▶ Extrait fourni
Blek le rat Il découvre le graffiti aux États-Unis en 1971, alors qu’il est encore étudiant aux Beaux-Arts de Paris. Pionnier du pochoir en France, il reproduit à taille humaine et en noir et blanc des personnages souvent issus de coupures de presse. Préoccupé par les sujets sociaux comme l’exclusion ou l’État policier, il représente des CRS, des militaires, des sans-abris. Le rat est son motif fétiche, sa manière d’investir les murs en s’identifiant à un animal jugé nuisible qui infeste les villes.

C215 Sylvain Lefeuvre, alias C215, est un orfèvre du pochoir. Cet admirateur du Caravage découpe avec minutie des portraits au regard franc ou rêveur et accentue leur relief en superposant plusieurs calques. D’Ivry-sur-Seine, en banlieue parisienne, à Tel-Aviv, il représente souvent sa fille Nina, des chats, des laissés-pour-compte, des amis comme des anonymes. En exposant dans la rue, l’artiste veut capter l’attention des passants et les inciter à porter un regard plus humaniste sur leurs pairs.

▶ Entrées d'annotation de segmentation
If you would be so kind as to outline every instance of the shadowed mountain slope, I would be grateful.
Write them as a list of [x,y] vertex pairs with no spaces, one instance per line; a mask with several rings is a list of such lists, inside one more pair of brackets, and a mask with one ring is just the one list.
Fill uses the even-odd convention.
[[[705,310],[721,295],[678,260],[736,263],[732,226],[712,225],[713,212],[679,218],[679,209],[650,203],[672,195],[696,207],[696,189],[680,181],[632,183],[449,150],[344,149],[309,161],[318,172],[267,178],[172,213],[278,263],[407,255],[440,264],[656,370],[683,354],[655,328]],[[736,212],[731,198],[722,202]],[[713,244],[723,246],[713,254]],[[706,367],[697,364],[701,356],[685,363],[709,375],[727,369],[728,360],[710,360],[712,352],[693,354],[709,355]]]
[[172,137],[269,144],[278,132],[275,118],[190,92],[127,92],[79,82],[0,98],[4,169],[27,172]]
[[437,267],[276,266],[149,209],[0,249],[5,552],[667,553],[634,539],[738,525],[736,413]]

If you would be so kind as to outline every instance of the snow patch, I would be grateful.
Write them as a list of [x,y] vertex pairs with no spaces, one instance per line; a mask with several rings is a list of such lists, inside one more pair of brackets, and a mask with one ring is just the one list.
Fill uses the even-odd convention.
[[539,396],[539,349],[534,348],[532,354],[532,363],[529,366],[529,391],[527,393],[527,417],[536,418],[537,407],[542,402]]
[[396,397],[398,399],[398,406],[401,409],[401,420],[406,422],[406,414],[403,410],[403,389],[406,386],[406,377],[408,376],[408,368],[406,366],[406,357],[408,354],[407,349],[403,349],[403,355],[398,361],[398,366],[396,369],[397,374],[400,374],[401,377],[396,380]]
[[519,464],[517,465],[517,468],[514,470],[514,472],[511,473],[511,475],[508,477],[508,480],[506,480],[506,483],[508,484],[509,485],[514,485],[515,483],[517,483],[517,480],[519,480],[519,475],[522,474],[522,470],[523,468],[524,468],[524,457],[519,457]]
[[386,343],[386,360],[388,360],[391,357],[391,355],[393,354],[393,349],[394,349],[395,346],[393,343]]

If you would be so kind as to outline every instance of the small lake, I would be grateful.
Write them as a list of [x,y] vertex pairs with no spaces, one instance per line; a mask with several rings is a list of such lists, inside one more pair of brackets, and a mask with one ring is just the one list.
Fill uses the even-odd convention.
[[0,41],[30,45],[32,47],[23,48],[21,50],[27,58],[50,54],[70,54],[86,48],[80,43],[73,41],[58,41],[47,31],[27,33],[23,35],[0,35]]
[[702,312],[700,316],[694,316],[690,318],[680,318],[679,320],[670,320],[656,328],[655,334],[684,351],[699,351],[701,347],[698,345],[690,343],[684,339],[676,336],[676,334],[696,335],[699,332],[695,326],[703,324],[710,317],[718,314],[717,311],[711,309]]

▶ Consigne A
Traduisez en anglais cette phrase du texte sur les artistes du pochoir : « Le rat est son motif fétiche, sa manière d’investir les murs en s’identifiant à un animal jugé nuisible qui infeste les villes. »
▶ Consigne B
Poursuivez le texte sur les artistes du pochoir à partir de sa dernière phrase.

▶ Réponse A
The rat is his signature motif, his way of taking over walls by identifying with an animal considered a pest that infests cities.

▶ Réponse B
Banksy Pour toute une génération, Banksy est la définition même du street art engagé. Ouvertement anticapitalistes et pacifistes, ses œuvres répondent souvent à l’actualité et dénoncent toute forme de contrôle et d’oppression.

RERO Né en 1983, RERO interroge les slogans et les formules d’une manière simple et puissante : des phrases écrites en immenses lettres noires (parfois un seul mot), systématiquement barrées. Son autocensure renvoie aux limites perméables entre l’espace public et intime, aux sens contradictoires qu’un mot peut adopter en fonction de son contexte. L’artiste français, qui intervient souvent sur des bâtiments en friche, invite à reconsidérer les messages publicitaires tout comme l’environnement urbain.

Stéphanie Lemoine et Yvan Tessier, Les Murs révoltés. Quand le street art parle social et politique, Éditions Alternatives, 204 p., 25 €.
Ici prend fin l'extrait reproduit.